>> BEGIN

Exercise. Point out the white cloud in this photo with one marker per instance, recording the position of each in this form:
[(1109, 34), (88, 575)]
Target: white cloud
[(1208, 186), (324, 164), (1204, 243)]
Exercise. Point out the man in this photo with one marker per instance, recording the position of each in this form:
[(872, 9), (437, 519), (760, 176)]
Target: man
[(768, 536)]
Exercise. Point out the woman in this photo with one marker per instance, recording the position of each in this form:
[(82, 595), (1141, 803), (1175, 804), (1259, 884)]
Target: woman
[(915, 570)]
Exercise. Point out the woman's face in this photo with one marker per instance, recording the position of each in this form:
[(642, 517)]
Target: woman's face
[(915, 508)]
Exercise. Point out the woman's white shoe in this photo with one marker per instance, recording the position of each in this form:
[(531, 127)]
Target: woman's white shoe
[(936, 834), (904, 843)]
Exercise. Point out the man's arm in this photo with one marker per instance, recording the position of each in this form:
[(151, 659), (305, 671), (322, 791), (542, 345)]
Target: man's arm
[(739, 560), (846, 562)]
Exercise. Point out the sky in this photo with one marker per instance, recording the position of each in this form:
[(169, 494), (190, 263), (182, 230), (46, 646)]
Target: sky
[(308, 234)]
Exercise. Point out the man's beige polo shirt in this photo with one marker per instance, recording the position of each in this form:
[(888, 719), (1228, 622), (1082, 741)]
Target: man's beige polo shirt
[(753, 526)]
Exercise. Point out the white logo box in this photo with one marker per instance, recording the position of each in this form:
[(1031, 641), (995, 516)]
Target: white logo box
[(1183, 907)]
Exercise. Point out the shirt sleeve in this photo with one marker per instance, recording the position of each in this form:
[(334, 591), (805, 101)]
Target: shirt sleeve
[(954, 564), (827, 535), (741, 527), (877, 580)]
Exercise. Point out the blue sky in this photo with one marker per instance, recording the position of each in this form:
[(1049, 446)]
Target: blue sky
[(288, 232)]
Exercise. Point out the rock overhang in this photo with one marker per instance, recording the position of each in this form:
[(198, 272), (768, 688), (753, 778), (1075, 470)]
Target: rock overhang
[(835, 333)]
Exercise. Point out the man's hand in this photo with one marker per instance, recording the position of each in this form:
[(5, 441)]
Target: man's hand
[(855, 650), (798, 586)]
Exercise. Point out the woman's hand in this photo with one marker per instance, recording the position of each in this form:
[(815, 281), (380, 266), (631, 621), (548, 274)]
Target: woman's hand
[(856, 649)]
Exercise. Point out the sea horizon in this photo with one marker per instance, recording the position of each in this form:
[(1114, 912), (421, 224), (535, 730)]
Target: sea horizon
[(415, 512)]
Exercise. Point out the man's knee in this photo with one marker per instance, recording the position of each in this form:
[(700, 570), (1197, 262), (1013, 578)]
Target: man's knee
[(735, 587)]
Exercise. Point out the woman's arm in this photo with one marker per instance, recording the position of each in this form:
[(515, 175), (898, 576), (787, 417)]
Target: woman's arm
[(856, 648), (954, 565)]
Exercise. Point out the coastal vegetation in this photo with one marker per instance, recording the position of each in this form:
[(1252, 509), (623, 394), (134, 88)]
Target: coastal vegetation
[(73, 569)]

>> END

Please format each line of the listing above as a numbered list, leaving out any blank lines.

Result for this exercise
1. Exercise. Point out the white cloud in this photo with one marker per instance, recording the position of each in this form:
2. [(1109, 34), (88, 575)]
3. Target: white cloud
4. [(1208, 186), (324, 164), (1204, 243)]
5. Exercise. Point out the man in this photo with one marker per instance, recording the position of each in this form:
6. [(872, 9), (437, 519), (760, 176)]
7. Target: man
8. [(768, 536)]
9. Exercise. Point out the woman in this photo with one marker per instance, recording the position of each in this form:
10. [(82, 595), (1141, 803), (1175, 804), (1259, 884)]
11. Target: woman
12. [(915, 570)]
13. Exercise. Point out the woman's face in this photo with one marker per instance, recording the position of each in this form:
14. [(642, 517)]
15. Target: woman's face
16. [(915, 508)]
17. Exercise. Point out the woman's white shoe in this photo with one marker per instance, recording the position of each in this form:
18. [(531, 127)]
19. Target: woman's white shoe
20. [(936, 834), (904, 843)]
21. Exercise. Point out the man's arm in this photo with one marker per instance, recording the position of each in this form:
22. [(151, 659), (305, 671), (322, 791), (542, 345)]
23. Target: man's arm
24. [(739, 560), (846, 562)]
25. Exercise. Point out the sky in this photo with one marker per instance, recording the position of each in this form:
26. [(169, 494), (190, 263), (182, 230), (46, 646)]
27. Target: sky
28. [(308, 234)]
29. Exercise. Point out the man's beige polo shirt in this photo with one marker per instance, recording the position of each in this form:
30. [(888, 719), (1228, 622), (1082, 741)]
31. Target: man's beige polo shirt
32. [(753, 526)]
33. Exercise. Point out the white logo box in this photo with one marker per instance, recording the position of each in this form:
34. [(1031, 641), (995, 516)]
35. Target: white logo box
36. [(1183, 907)]
37. Exercise. Point out the shirt sleeve in this photo with one marker per instance, recording the position of each in this form:
38. [(334, 591), (805, 101)]
39. Target: shirt sleeve
40. [(954, 564), (827, 535), (741, 527), (877, 580)]
41. Exercise. Point out the blue sky in this photo with one marker per instance, recording the position of each in this form:
42. [(1049, 446)]
43. Target: blue sky
44. [(288, 232)]
45. Exercise. Point out the rock overhang in this photo with one marker per instance, recording the position of each in this form:
46. [(198, 272), (768, 688), (753, 778), (1075, 470)]
47. Target: rock overhang
48. [(835, 333)]
49. Exercise. Point out the man's hand in this photo with one marker per instance, recording the position of each in this form:
50. [(5, 441)]
51. Target: man's hand
52. [(855, 650), (798, 586)]
53. Exercise. Point out the woman's hand in this photo with one marker per instance, recording the position of each in this form:
54. [(815, 281), (380, 266), (631, 621), (548, 274)]
55. Target: woman's hand
56. [(856, 649)]
57. Exercise. Point out the sea horizon in this photo with one marker per instance, recording the position of each in this form:
58. [(1114, 912), (421, 224), (535, 730)]
59. Target: sea horizon
60. [(415, 512)]
61. Exercise. Point out the man's knee in this photo with one marker per instance, recording the position of each in this form:
62. [(700, 570), (1197, 262), (1013, 578)]
63. Target: man's knee
64. [(735, 587)]
65. Exercise. Point out the woman's arm in this photo with one marker per instance, recording the position of each in this form:
66. [(515, 175), (898, 576), (787, 417)]
67. Target: woman's arm
68. [(856, 648), (954, 565)]
69. Exercise. Point out the coastal vegetation in this photo with one marker per instance, recording the position of each in this form:
70. [(1252, 509), (623, 394), (134, 88)]
71. Target: coastal vegetation
72. [(73, 569)]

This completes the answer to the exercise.